▸ **Data supplied**
- - - -
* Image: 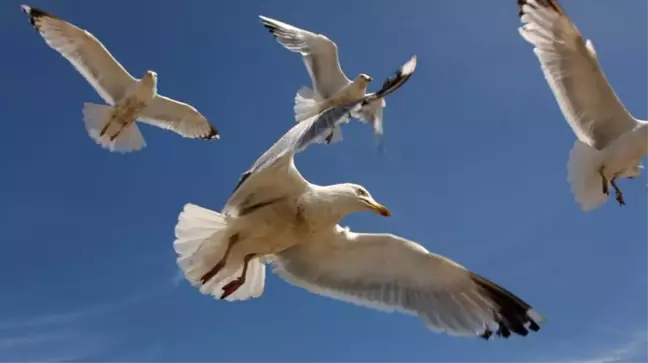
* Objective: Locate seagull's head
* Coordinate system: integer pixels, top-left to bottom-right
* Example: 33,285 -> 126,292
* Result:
142,70 -> 158,91
144,70 -> 158,82
356,73 -> 373,85
331,183 -> 391,217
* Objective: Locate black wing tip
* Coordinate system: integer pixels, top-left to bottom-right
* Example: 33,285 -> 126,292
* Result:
258,16 -> 280,37
20,4 -> 53,27
199,126 -> 220,141
518,0 -> 563,18
373,56 -> 417,100
471,273 -> 543,340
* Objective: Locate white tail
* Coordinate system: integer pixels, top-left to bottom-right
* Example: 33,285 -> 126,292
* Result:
82,103 -> 146,153
173,203 -> 265,301
567,140 -> 608,212
294,87 -> 324,122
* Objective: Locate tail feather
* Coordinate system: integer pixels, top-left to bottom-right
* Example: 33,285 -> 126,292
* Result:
173,203 -> 265,301
567,140 -> 608,212
82,103 -> 146,153
294,87 -> 323,122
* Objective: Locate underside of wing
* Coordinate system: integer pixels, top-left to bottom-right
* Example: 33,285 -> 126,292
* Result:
259,15 -> 351,98
22,5 -> 136,105
273,227 -> 543,339
139,95 -> 219,140
518,0 -> 636,149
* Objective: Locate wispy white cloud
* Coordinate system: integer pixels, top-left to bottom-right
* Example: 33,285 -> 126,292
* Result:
0,272 -> 180,361
0,330 -> 110,362
0,272 -> 179,332
538,329 -> 648,363
171,267 -> 186,287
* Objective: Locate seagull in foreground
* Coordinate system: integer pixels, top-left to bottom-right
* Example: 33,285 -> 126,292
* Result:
21,5 -> 219,153
518,0 -> 647,211
173,66 -> 543,339
259,15 -> 417,148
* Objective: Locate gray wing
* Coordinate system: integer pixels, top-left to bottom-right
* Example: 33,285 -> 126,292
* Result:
259,15 -> 351,99
518,0 -> 638,149
139,95 -> 219,140
22,5 -> 136,106
222,105 -> 353,216
272,226 -> 543,339
222,56 -> 417,216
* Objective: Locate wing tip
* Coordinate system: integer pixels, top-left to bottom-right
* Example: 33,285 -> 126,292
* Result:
258,16 -> 280,37
20,4 -> 55,28
470,273 -> 544,340
402,55 -> 417,77
518,0 -> 564,19
200,126 -> 220,141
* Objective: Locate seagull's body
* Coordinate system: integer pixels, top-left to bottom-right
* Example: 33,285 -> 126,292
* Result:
174,64 -> 543,339
259,15 -> 415,146
518,0 -> 647,211
21,5 -> 219,153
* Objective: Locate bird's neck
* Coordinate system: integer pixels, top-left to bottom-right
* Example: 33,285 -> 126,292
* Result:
299,186 -> 354,230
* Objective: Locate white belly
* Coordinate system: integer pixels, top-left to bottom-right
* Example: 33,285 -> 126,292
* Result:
602,126 -> 648,179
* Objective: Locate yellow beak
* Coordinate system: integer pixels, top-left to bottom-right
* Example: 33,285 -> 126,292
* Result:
365,200 -> 391,217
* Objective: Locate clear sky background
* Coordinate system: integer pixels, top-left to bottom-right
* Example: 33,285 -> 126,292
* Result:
0,0 -> 646,361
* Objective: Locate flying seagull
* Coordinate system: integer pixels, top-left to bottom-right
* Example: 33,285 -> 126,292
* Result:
518,0 -> 647,211
21,5 -> 219,153
258,15 -> 417,148
173,69 -> 543,339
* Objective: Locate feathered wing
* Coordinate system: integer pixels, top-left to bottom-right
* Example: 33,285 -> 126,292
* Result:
21,5 -> 136,105
518,0 -> 637,149
221,105 -> 354,217
259,15 -> 351,99
139,95 -> 219,140
272,226 -> 543,339
222,59 -> 417,217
- - - -
▸ **Assignment**
Please produce an exact copy of all the material, leaving out the pictures.

▸ **Final answer**
* Image: 
* Objective: Locate seagull's head
* Coordinate system: integer pixels, top-left to bottom-right
* Example: 33,285 -> 126,292
* Result:
142,70 -> 158,91
144,70 -> 158,82
356,73 -> 373,85
331,183 -> 391,217
* Objective: Locate black wing tip
* Coordinate system: integer pixels, top-left to bottom-right
* Example: 33,285 -> 126,292
* Result:
258,16 -> 280,37
20,4 -> 53,27
199,126 -> 220,141
518,0 -> 563,18
373,56 -> 417,100
471,273 -> 543,340
* Objective: Locate white tail
* Coordinate system: integer pixels, top-left to bottom-right
* Example: 33,285 -> 126,292
* Result:
82,103 -> 146,153
173,203 -> 265,301
567,140 -> 608,212
294,87 -> 324,122
* Objective: Locate tail feather
* Coordinate system: integer pixels, top-left to bottom-right
* Example: 33,285 -> 126,292
* Result:
173,203 -> 265,301
567,140 -> 608,212
82,103 -> 146,153
294,87 -> 323,122
* Objective: Locate underside of wing
* Coordinate system: integer pixels, top-left to bottom-right
* Example: 33,285 -> 126,292
* Result:
259,15 -> 351,98
22,5 -> 136,105
273,227 -> 543,339
139,95 -> 219,140
518,0 -> 636,149
* Objective: Locate wispy white cloud
* Coordinate system: integer pixels, top-left to bottom-right
* Example: 33,285 -> 126,292
* Result:
0,272 -> 180,361
0,330 -> 110,362
0,272 -> 179,332
538,329 -> 648,363
171,267 -> 186,287
* Objective: Locate seagull in foreground
* Coordinate system: integer pixels, top-left to bottom-right
* Example: 33,285 -> 126,292
* Result:
21,5 -> 219,153
518,0 -> 647,211
173,66 -> 543,339
259,15 -> 417,148
* Objective: Locate gray wing
* Coordinate system: integer pixels, top-left to bottom-right
* Example: 33,285 -> 126,292
* Result:
259,15 -> 351,99
518,0 -> 638,149
139,95 -> 219,140
22,5 -> 136,106
222,105 -> 353,216
272,226 -> 543,339
222,56 -> 417,216
* Objective: Locate wing tip
* Coordinate system: integer pixels, top-left to bottom-right
* Example: 33,285 -> 126,292
* Result:
258,16 -> 280,37
20,4 -> 55,28
470,273 -> 544,340
402,55 -> 417,77
518,0 -> 564,19
200,126 -> 220,141
* Objective: Locate seagull's body
* Coordinate system: integer pixels, top-left to bottom-right
* Example: 33,285 -> 126,292
* Result:
174,64 -> 543,339
259,15 -> 415,146
518,0 -> 647,211
21,5 -> 219,153
* Objective: Locate bird's neck
* Coordinate system: integer pixels, top-left to bottom-right
* Example: 33,285 -> 126,292
* Result:
299,186 -> 354,230
* Objective: Locate white belly
* Coordinate system: integer pixels, top-left to bottom-right
* Example: 33,285 -> 126,292
* Result:
602,126 -> 648,179
* Objective: Locate yellow beak
* Coordinate system: integer pixels, top-left to bottom-right
* Example: 33,285 -> 126,292
* Result:
365,200 -> 391,217
* Objective: Locate clear sky background
* Coordinate system: integer pixels, top-left to bottom-right
* Example: 33,285 -> 126,292
* Result:
0,0 -> 646,361
* Objective: Locate flying seagull
* Coordinate system: integer pixels, top-left to bottom-right
* Example: 33,285 -> 126,292
* Result:
518,0 -> 647,211
21,5 -> 219,153
258,15 -> 417,148
173,69 -> 543,339
* Objective: Locate feathered wing
* Coordinate system: integer pixels, top-left to bottom-right
* Example: 33,285 -> 126,292
* Result:
21,5 -> 136,105
518,0 -> 637,149
221,105 -> 354,217
259,15 -> 351,99
139,95 -> 219,140
272,226 -> 543,339
222,59 -> 417,217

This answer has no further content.